Reading text >>

_____

Plant City Observer

PUBLISHER’S NOTE: The walls to economic development


By Felix Haynes | Publisher

Our country, and Plant City, have been mired for four years in the longest recession since the Great Depression of the 1930s. Whether you look at economic charts or you drive around Plant City and see all the vacant buildings and storefronts, our economy is hurting.

The questions on everyone’s lips are, “When will it end?” and “What are we doing to end it?”

Based on many years of observation, my answer to the second is this: There are many walls to economic development, many things that prevent our local economy from improving.

Last week, at our Plant City Noon Rotary Club’s weekly meeting, local Holiday Inn hotel man Charles Harris hit me between the eyes with one of those walls — literal walls.

We all know that one form of economic development that governments support is highway signage, pointing travelers to businesses at each interstate highway exit that can meet whatever the travelers’ current needs may be. These blue signs always contain three rows of business logos — gas, food and lodging — and they stimulate the use of local businesses by those travelers.

Exit 21 at Alexander Street has such a sign, and the Fred’s Market Restaurant logo is displayed there.

_____

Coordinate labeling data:
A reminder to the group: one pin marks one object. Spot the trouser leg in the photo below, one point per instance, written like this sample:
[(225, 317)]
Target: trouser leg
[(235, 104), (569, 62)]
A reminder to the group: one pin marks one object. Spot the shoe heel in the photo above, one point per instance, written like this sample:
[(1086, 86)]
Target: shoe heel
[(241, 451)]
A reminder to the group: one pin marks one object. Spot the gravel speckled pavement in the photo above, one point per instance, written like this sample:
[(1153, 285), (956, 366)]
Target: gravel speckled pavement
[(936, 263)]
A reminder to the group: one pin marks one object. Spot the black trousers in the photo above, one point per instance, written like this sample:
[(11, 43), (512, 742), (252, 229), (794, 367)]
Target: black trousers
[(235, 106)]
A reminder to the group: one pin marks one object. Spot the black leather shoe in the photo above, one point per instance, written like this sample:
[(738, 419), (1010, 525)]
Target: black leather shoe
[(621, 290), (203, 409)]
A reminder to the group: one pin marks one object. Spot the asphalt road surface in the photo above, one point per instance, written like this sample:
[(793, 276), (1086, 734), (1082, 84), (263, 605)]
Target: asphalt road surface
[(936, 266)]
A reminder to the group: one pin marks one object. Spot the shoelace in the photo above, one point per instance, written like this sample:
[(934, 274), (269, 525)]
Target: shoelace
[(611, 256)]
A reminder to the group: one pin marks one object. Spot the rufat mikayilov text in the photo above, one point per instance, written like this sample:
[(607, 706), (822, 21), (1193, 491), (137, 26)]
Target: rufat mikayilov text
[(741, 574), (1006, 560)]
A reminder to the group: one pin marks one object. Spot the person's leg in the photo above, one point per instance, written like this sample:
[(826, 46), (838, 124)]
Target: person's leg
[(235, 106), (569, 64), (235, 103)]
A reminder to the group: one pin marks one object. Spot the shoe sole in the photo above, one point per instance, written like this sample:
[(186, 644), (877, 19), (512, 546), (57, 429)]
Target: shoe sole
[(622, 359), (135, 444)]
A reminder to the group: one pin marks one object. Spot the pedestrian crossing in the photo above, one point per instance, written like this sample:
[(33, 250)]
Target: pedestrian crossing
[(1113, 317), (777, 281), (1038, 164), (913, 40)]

_____

To be done >>
- 1) In the publisher's note, what three rows of business logos do the blue highway signs contain?
- 2) Reproduce the stretch of the publisher's note from "By Felix Haynes" through "walls — literal walls.".

Solution list >>
- 1) Gas, food and lodging.

- 2)
By Felix Haynes | Publisher

Our country, and Plant City, have been mired for four years in the longest recession since the Great Depression of the 1930s. Whether you look at economic charts or you drive around Plant City and see all the vacant buildings and storefronts, our economy is hurting.

The questions on everyone’s lips are, “When will it end?” and “What are we doing to end it?”

Based on many years of observation, my answer to the second is this: There are many walls to economic development, many things that prevent our local economy from improving.

Last week, at our Plant City Noon Rotary Club’s weekly meeting, local Holiday Inn hotel man Charles Harris hit me between the eyes with one of those walls — literal walls.